[TASKS TO CARRY OUT]
(a) Rewrite the paragraph starting "Upon arriving in Waikiki" from the article on Hawaii's quarantine enforcement as a short list of events in order.
(b) In one to three sentences, explain why airport health officials call the cell number a passenger gives and then call the hotel where the visitor plans to stay, according to the article on Hawaii's quarantine enforcement.

[EXCERPTED TEXT]
* * * *
This isn't an authoritarian dictatorship. It's the US state of Hawaii, where officials have been enforcing some of the strictest measures in the country aimed at stopping the spread of the coronavirus.

As governments around the world work to flatten the curve of new virus infections, the place known for its "aloha spirit" -- and a state law on the books requiring compassion towards others -- has opted for tough love to ensure the safety of residents and visitors. 

For some tourists escaping to the tropical islands to ride out the pandemic, flouting Hawaii's rigid public health response has meant jail time. 

Newlyweds behind bars

Last week, police arrested a California couple visiting Hawaii on their honeymoon after they ignored warnings to stay inside their hotel room.

Upon arriving in Waikiki, authorities say the man and woman were advised by hotel staff that the state's emergency pandemic orders required them to self-quarantine. The couple reportedly ignored the instructions and left the hotel. After returning to their hotel around midnight, they were again warned by hotel staff to not leave their room. After again breaking quarantine the next day, hotel staff called police, who arrested the couple. 

In late April, a Florida man and Illinois woman were also arrested by Honolulu police after breaking quarantine. Hotel staff notified authorities after seeing the couple return to their room with shopping bags and takeout food, according to state health officials

On the same day, authorities say a witness saw a 60-year-old California man jet-skiing off Oahu's north shore, despite orders to quarantine. He was later seen leaving a residence and was followed to a Costco outlet. State investigators placed him under arrest as he returned to his car with groceries, authorities say

"Our initial goal is to educate people," Lt. Audra Sellers of the Maui Police Department told CNN. "Our efforts are meant to keep people safe and stop them from spreading the virus." 

But Sellers says the patience of the police only goes so far when dealing with repeat offenders. 

"If they've been warned, and do it again, we arrest them," she said. 

'Extreme but necessary'

Resorts stand temporarily closed around Kaanapali Beach in Lahaina, Hawaii, on April 24.

In late March, Hawaii's Gov. David Ige signed an emergency order requiring shelter-in-place provisions for all Hawaiians and tourists. Under the order, anyone arriving in the state must undergo 14 days of self-quarantine.

"These actions are extreme, but necessary, to flatten the curve and lay the groundwork for our recovery," Ige said.

New arrivals must fill out documentation listing their contact and lodging information, and a signature is required acknowledging one's understanding that violating quarantine is a criminal offense punishable by a $5,000 fine and up to one year in prison, according to the state's transportation department

But enforcement efforts don't stop there. Airport health officials are required to dial the cell number a passenger provides, to ensure it is valid. After verifying one's contact information, a representative then calls the hotel where a visitor intends to stay, to confirm there is an existing reservation. 

"Law enforcement officers are standing by to deal with anyone who refuses the process or becomes combative," according to transportation officials

CNN spoke with a hotel manager in Hawaii who asked not to be named to speak freely about how resorts are assisting law enforcement with the state's emergency orders. 

"Our guests receive periodic calls from state health officials, the police, and hotel staff, to make sure they are actually in their rooms," the hotel manager said. 

"Some of our hotels are issuing one-time keys, which allow a guest to enter their room upon check-in, but don't allow reentry," he said. "For first-time offenders, our staff will escort them back to their rooms. If they leave again, we call the police." 

The hotel manager described a network of surveillance by authorities, hotel staff and local residents geared towards ensuring visitors do not break quarantine orders. He said he has witnessed police and members of the national guard routinely checking on visitors. 

A spokesman for the Hawaii National Guard confirmed to CNN that some service members have been assigned to ride along with police to check on residents and tourists.
* * * *
(Region pointing data)
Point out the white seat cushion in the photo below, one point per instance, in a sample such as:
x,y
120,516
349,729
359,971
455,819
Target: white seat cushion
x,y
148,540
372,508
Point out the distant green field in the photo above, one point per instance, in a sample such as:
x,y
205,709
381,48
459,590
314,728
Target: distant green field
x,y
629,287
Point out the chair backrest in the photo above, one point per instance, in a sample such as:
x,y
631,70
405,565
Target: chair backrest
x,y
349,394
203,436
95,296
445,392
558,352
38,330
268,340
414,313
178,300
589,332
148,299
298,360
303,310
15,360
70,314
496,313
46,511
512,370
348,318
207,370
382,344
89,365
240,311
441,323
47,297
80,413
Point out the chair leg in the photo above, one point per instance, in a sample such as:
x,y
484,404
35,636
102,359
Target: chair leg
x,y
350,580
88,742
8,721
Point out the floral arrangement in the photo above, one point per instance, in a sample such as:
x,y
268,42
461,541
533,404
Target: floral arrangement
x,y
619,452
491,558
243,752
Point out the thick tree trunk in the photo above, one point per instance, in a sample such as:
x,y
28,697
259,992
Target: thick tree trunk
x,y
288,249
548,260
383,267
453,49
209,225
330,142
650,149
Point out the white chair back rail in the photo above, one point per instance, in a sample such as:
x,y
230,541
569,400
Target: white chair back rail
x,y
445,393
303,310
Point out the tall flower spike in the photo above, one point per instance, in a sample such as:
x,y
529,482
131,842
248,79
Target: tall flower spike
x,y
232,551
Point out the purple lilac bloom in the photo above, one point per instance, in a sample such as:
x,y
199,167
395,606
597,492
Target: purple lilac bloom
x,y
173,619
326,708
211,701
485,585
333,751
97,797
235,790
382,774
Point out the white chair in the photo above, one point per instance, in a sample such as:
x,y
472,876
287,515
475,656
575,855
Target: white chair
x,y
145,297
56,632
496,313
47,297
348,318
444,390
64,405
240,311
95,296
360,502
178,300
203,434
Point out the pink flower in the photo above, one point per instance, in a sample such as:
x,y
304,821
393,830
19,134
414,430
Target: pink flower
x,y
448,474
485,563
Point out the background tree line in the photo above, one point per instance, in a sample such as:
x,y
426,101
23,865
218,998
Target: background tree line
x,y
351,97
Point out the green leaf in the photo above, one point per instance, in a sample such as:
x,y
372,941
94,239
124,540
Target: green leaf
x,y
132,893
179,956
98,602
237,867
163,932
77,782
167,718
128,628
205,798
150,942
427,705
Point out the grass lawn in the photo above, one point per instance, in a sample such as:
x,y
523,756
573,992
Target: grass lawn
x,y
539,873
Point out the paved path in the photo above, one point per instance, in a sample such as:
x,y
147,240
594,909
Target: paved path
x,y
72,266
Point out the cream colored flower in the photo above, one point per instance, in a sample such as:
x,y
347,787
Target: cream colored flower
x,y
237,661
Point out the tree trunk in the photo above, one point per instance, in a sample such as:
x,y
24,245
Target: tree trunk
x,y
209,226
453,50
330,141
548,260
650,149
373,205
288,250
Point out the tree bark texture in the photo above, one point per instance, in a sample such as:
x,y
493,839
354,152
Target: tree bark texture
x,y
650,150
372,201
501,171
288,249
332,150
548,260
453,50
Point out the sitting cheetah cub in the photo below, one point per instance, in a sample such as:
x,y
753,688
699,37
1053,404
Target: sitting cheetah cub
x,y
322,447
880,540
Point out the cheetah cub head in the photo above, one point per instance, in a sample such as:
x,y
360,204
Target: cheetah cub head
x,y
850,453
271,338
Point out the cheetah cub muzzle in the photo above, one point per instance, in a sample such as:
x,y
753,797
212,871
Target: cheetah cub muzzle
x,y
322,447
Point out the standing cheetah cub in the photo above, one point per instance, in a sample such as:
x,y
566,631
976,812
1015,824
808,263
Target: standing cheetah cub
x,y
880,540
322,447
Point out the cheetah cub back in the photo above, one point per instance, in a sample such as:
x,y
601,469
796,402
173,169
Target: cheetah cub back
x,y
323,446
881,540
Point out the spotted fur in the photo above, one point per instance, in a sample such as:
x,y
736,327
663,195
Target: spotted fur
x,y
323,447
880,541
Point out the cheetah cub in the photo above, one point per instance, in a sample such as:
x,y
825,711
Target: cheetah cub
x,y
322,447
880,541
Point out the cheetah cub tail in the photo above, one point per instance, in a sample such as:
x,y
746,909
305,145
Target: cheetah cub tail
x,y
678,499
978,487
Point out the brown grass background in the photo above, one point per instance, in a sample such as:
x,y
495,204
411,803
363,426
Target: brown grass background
* * * *
[SOLUTIONS TO THE TASKS]
(a)
- When the couple arrived in Waikiki, hotel staff told them that the state's emergency pandemic orders required them to self-quarantine.
- The couple reportedly ignored this and left the hotel.
- When they came back around midnight, hotel staff again warned them not to leave their room.
- They broke quarantine again the next day.
- Hotel staff called police, who arrested the couple.

(b) Officials dial the passenger's cell number to make sure it is valid. After that contact information is verified, a representative calls the hotel to confirm that the visitor has an existing reservation.